> TASK STATEMENT:
Locate the word "chalkboard" in the entries below, then gather every line that holds it.

> RECORD EXTRACTS:
>>>>>

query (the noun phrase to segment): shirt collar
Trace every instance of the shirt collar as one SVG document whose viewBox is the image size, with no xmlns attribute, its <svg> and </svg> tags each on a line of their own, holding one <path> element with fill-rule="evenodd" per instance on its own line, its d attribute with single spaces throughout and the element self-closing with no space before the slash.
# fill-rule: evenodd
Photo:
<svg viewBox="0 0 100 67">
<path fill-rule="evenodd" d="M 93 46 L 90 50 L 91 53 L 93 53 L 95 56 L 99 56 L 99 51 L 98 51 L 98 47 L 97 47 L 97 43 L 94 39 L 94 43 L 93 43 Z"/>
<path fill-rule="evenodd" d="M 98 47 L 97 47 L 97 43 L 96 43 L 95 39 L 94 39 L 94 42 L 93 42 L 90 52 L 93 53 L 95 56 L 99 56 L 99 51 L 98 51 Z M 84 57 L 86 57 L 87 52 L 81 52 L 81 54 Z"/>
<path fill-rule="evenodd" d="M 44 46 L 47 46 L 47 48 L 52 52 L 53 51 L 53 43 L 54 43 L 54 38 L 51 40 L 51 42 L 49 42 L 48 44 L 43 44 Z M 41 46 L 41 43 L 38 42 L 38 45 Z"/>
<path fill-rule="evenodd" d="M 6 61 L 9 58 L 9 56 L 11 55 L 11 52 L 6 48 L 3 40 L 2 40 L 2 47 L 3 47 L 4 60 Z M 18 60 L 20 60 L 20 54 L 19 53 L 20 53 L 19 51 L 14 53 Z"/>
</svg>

<<<<<
>>>>>

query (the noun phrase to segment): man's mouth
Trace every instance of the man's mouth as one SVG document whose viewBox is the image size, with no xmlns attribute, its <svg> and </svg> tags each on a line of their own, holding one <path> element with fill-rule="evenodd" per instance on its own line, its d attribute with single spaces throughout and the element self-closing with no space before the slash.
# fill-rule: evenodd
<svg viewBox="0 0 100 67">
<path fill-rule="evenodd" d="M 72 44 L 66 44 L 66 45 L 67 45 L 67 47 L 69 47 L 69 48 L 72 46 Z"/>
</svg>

<<<<<
>>>>>

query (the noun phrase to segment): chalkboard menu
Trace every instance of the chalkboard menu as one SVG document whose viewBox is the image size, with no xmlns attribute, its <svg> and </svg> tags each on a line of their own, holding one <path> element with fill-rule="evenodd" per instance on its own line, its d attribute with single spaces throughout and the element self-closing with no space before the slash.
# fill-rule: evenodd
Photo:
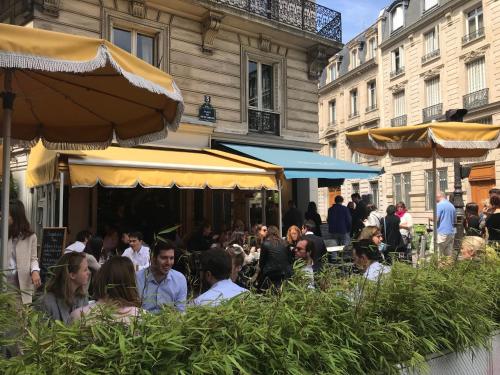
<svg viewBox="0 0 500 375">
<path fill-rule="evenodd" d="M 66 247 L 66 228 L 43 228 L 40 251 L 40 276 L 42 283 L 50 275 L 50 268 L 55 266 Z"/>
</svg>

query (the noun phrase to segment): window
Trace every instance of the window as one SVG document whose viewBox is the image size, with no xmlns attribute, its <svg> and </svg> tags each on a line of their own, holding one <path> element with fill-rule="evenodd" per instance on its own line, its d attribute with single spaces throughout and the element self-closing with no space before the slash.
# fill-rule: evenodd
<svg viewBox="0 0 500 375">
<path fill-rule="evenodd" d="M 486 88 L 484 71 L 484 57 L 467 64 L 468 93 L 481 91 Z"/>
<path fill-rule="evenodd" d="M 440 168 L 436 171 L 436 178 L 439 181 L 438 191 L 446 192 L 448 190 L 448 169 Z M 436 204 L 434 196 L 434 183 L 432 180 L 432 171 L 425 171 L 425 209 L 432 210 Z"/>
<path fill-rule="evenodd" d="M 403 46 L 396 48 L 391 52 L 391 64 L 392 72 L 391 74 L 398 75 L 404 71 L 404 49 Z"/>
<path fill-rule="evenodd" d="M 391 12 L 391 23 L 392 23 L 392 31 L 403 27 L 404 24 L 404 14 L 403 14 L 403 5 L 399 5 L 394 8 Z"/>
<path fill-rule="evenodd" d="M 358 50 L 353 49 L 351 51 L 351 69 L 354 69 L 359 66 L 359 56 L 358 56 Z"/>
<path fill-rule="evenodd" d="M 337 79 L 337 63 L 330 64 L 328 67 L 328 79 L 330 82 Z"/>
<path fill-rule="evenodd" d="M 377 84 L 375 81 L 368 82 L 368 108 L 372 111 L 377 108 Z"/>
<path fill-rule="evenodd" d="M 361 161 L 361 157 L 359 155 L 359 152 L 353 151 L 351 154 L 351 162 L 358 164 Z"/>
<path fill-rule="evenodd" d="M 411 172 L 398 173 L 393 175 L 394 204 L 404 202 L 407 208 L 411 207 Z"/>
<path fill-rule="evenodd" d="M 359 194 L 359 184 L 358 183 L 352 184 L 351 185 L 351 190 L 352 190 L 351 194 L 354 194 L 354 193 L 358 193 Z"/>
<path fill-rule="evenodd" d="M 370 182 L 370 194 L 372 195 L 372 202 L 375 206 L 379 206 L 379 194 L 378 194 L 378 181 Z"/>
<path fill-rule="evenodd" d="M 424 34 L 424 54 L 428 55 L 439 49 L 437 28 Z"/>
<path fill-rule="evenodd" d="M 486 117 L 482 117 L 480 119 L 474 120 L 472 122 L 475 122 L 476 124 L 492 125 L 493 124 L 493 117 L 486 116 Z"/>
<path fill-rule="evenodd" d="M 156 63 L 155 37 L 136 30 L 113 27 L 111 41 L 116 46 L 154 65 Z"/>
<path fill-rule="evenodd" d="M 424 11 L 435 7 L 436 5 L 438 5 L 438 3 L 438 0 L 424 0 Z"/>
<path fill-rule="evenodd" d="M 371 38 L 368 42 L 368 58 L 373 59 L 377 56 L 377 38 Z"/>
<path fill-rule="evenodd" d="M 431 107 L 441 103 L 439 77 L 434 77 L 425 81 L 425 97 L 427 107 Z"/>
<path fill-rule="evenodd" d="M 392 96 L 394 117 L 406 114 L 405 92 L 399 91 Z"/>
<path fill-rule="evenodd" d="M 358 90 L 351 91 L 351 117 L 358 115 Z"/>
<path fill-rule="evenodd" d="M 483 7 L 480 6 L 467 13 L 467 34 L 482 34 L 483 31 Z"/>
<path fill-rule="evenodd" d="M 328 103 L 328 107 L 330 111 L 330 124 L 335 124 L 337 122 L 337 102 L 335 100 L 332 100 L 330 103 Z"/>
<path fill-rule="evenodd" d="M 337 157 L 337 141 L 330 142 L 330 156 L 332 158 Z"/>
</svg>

<<<<<

> WRITTEN REPLY:
query (the noun phrase to segment): chalkboard menu
Trace every instance of the chalkboard menu as one SVG document whose viewBox is the image size, with no xmlns attribute, its <svg> and </svg> tags each on a line of their own, holding one <path> element with fill-rule="evenodd" per instance on its own line, its d attribute with single spaces throughout and the element self-closing with no space before the slash.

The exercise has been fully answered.